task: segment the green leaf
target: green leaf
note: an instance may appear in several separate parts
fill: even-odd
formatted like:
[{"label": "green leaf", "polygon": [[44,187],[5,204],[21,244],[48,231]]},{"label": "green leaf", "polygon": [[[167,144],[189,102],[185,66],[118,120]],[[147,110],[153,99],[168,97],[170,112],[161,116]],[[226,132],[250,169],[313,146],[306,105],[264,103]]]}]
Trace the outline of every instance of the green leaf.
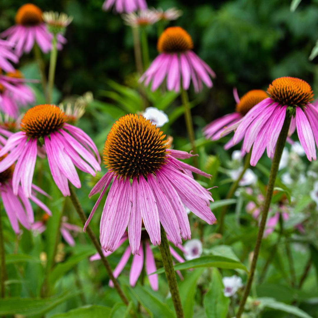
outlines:
[{"label": "green leaf", "polygon": [[41,261],[38,258],[27,254],[9,254],[5,256],[6,264],[12,264],[25,262],[40,263]]},{"label": "green leaf", "polygon": [[13,297],[0,299],[0,315],[19,314],[33,316],[44,314],[78,294],[73,291],[46,298]]},{"label": "green leaf", "polygon": [[217,268],[213,268],[210,289],[204,299],[204,307],[209,318],[226,318],[230,299],[224,296],[222,277]]},{"label": "green leaf", "polygon": [[301,309],[283,302],[277,301],[273,298],[264,297],[259,298],[258,300],[261,302],[263,306],[268,308],[281,310],[285,313],[291,314],[301,318],[312,318],[311,316]]},{"label": "green leaf", "polygon": [[[245,266],[240,262],[223,256],[210,255],[179,263],[174,266],[175,270],[189,269],[198,267],[217,267],[226,269],[243,269],[248,272]],[[152,274],[161,274],[164,272],[162,267]]]},{"label": "green leaf", "polygon": [[316,42],[315,46],[313,48],[311,53],[309,56],[309,60],[312,61],[317,55],[318,55],[318,40]]},{"label": "green leaf", "polygon": [[191,272],[179,285],[179,293],[185,318],[191,318],[193,315],[197,284],[204,270],[204,268],[200,268]]},{"label": "green leaf", "polygon": [[96,251],[93,248],[83,251],[71,256],[63,263],[58,264],[52,271],[50,275],[50,282],[53,286],[57,280],[78,263],[93,254]]},{"label": "green leaf", "polygon": [[229,205],[231,204],[234,204],[236,203],[235,199],[225,199],[224,200],[219,200],[215,202],[212,202],[210,204],[210,208],[211,211],[215,210],[218,208],[221,208],[225,205]]},{"label": "green leaf", "polygon": [[54,315],[51,318],[105,318],[108,316],[111,310],[109,307],[90,305]]},{"label": "green leaf", "polygon": [[297,9],[301,2],[301,0],[292,0],[290,3],[290,10],[292,12],[294,12]]},{"label": "green leaf", "polygon": [[174,313],[165,304],[156,298],[144,287],[136,286],[131,288],[133,294],[154,318],[175,317]]}]

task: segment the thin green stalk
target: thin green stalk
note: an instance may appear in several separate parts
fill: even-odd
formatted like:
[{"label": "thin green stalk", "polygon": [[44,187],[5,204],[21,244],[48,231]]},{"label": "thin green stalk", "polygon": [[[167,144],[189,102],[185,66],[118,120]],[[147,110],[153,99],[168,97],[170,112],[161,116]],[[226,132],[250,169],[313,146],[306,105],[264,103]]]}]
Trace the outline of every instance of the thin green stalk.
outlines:
[{"label": "thin green stalk", "polygon": [[[193,123],[192,120],[192,116],[191,115],[191,110],[190,108],[189,98],[186,91],[184,90],[182,87],[181,88],[181,98],[182,104],[184,107],[184,119],[185,120],[185,124],[187,126],[187,130],[190,140],[191,148],[193,151],[194,153],[196,154],[195,135],[194,134]],[[193,159],[194,166],[197,168],[197,158],[196,157],[193,157]]]},{"label": "thin green stalk", "polygon": [[[235,182],[232,184],[232,185],[229,190],[228,192],[226,194],[226,196],[225,198],[226,199],[231,199],[233,196],[236,189],[238,187],[238,184],[239,183],[239,182],[243,177],[244,174],[250,166],[250,161],[251,160],[251,156],[252,156],[252,150],[251,149],[250,152],[246,155],[245,157],[243,170],[242,170],[240,174],[238,176],[238,177]],[[220,216],[220,225],[219,226],[218,230],[218,232],[219,233],[223,233],[224,225],[224,219],[225,218],[225,216],[226,214],[226,211],[227,211],[228,207],[228,205],[225,205],[223,207],[221,211],[221,215]]]},{"label": "thin green stalk", "polygon": [[[84,213],[84,211],[82,208],[80,204],[80,201],[79,201],[74,191],[73,186],[69,182],[68,183],[68,185],[70,188],[70,192],[71,193],[70,197],[72,201],[72,203],[73,204],[73,205],[75,208],[75,210],[78,214],[79,216],[80,217],[80,218],[83,223],[83,225],[85,225],[85,223],[86,222],[86,217]],[[119,296],[121,299],[121,300],[124,303],[125,305],[128,306],[129,303],[129,302],[128,301],[126,296],[125,295],[124,292],[122,291],[120,286],[119,286],[119,284],[118,283],[117,280],[114,277],[111,267],[110,267],[110,265],[109,265],[108,261],[107,260],[107,259],[104,256],[104,254],[103,253],[99,242],[98,241],[98,240],[97,239],[97,238],[96,237],[94,232],[93,232],[89,225],[86,228],[86,233],[88,234],[88,236],[91,239],[91,240],[93,244],[94,244],[94,245],[95,246],[98,254],[100,255],[103,265],[104,265],[106,271],[107,271],[108,273],[108,276],[109,276],[109,278],[113,281],[115,289],[116,290],[118,294],[119,295]]]},{"label": "thin green stalk", "polygon": [[182,308],[180,294],[179,294],[176,272],[173,268],[172,258],[170,252],[169,243],[167,238],[166,232],[162,226],[161,225],[160,226],[161,243],[159,245],[159,249],[161,254],[163,267],[166,272],[166,276],[171,293],[171,298],[176,310],[177,317],[177,318],[184,318],[184,315],[183,312],[183,308]]},{"label": "thin green stalk", "polygon": [[0,212],[0,264],[1,272],[0,273],[0,297],[4,298],[5,296],[4,282],[7,276],[5,268],[5,252],[4,251],[4,241],[2,230],[2,224],[1,219],[1,213]]},{"label": "thin green stalk", "polygon": [[276,180],[276,177],[277,176],[277,172],[278,171],[278,166],[280,161],[281,154],[283,152],[283,149],[284,149],[284,146],[286,142],[286,140],[287,138],[288,130],[289,128],[289,125],[290,124],[291,120],[291,118],[289,114],[288,113],[287,113],[285,121],[284,122],[284,125],[283,125],[276,145],[276,149],[275,150],[274,159],[273,159],[272,167],[271,168],[271,172],[269,175],[269,179],[268,181],[267,191],[266,192],[266,197],[264,203],[263,211],[262,212],[262,219],[259,225],[256,244],[254,249],[253,259],[252,260],[252,263],[251,266],[251,269],[250,271],[246,287],[245,287],[245,289],[244,290],[244,294],[240,302],[238,310],[236,315],[236,318],[240,318],[241,316],[244,311],[244,307],[245,303],[246,302],[246,300],[251,291],[252,283],[253,282],[253,279],[254,278],[254,274],[255,273],[255,270],[256,269],[257,259],[258,258],[261,245],[262,244],[262,240],[263,238],[265,227],[266,224],[266,220],[267,219],[267,216],[268,214],[268,210],[269,209],[271,201],[272,201],[272,198],[273,197],[273,191],[274,190],[274,187]]},{"label": "thin green stalk", "polygon": [[142,50],[142,58],[143,59],[144,70],[149,66],[149,49],[148,45],[147,31],[145,27],[142,28],[141,31],[141,47]]},{"label": "thin green stalk", "polygon": [[57,41],[56,35],[53,35],[52,40],[52,50],[50,58],[50,67],[49,69],[49,85],[48,88],[47,101],[48,104],[52,102],[52,96],[54,86],[54,78],[55,75],[56,60],[58,57],[58,49],[57,47]]},{"label": "thin green stalk", "polygon": [[42,55],[41,51],[38,45],[36,43],[33,48],[34,53],[34,56],[35,59],[38,63],[39,70],[40,71],[40,75],[41,76],[41,82],[42,84],[42,89],[43,90],[43,93],[44,97],[46,99],[46,86],[47,84],[46,80],[46,76],[45,74],[45,66],[44,65],[44,62],[42,58]]}]

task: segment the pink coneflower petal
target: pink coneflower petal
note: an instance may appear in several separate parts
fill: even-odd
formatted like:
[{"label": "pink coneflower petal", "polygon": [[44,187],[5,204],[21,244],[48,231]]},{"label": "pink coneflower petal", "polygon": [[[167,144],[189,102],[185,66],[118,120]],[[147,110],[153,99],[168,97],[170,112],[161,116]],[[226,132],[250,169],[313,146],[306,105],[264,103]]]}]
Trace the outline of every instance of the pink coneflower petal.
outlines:
[{"label": "pink coneflower petal", "polygon": [[148,176],[148,183],[154,195],[159,218],[163,228],[175,245],[182,243],[178,220],[171,204],[151,175]]},{"label": "pink coneflower petal", "polygon": [[137,178],[135,178],[131,185],[132,206],[128,223],[129,244],[131,247],[132,253],[134,255],[138,253],[141,237],[142,217],[138,195],[139,187]]},{"label": "pink coneflower petal", "polygon": [[139,191],[141,215],[145,227],[154,245],[160,243],[160,221],[155,197],[149,185],[142,176],[139,176]]},{"label": "pink coneflower petal", "polygon": [[146,242],[146,272],[148,275],[148,279],[151,288],[154,290],[158,290],[159,286],[158,275],[157,274],[150,275],[157,270],[154,254],[150,248],[149,243]]},{"label": "pink coneflower petal", "polygon": [[143,266],[143,248],[141,246],[138,254],[134,255],[129,274],[129,283],[133,287],[136,285]]},{"label": "pink coneflower petal", "polygon": [[315,141],[310,125],[304,112],[296,107],[296,126],[299,141],[310,161],[317,159]]},{"label": "pink coneflower petal", "polygon": [[184,239],[190,238],[191,231],[188,215],[177,192],[161,171],[157,172],[157,178],[161,190],[170,201],[176,214],[182,238]]},{"label": "pink coneflower petal", "polygon": [[[122,254],[121,258],[120,259],[118,263],[118,265],[116,266],[113,272],[114,277],[115,278],[117,278],[119,275],[122,270],[124,269],[124,267],[127,264],[127,262],[128,261],[130,255],[131,254],[131,250],[130,249],[130,246],[128,245],[127,248],[125,250],[124,253]],[[109,286],[113,287],[114,286],[114,283],[112,280],[109,280]]]}]

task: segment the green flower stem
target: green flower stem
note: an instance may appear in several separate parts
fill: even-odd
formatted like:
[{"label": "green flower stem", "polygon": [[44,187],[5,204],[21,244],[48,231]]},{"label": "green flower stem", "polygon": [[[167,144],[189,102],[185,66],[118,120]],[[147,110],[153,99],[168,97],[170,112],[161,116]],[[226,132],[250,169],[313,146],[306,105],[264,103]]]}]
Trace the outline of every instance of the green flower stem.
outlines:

▶ _Goal_: Copy out, word for word, the lines running from the one containing "task: segment the green flower stem" through the last line of the items above, including both ends.

▶ _Result of this task_:
task: segment the green flower stem
target: green flower stem
note: an instance may appear in several separate parts
fill: even-odd
formatted like:
[{"label": "green flower stem", "polygon": [[44,187],[5,204],[21,244],[48,231]]},{"label": "green flower stem", "polygon": [[[167,144],[189,102],[185,66],[118,120]],[[147,110],[153,99],[168,97],[170,112],[161,116]],[[226,132],[250,169],[313,146],[306,105],[264,103]]]}]
Trace the outline of every instance of the green flower stem.
outlines:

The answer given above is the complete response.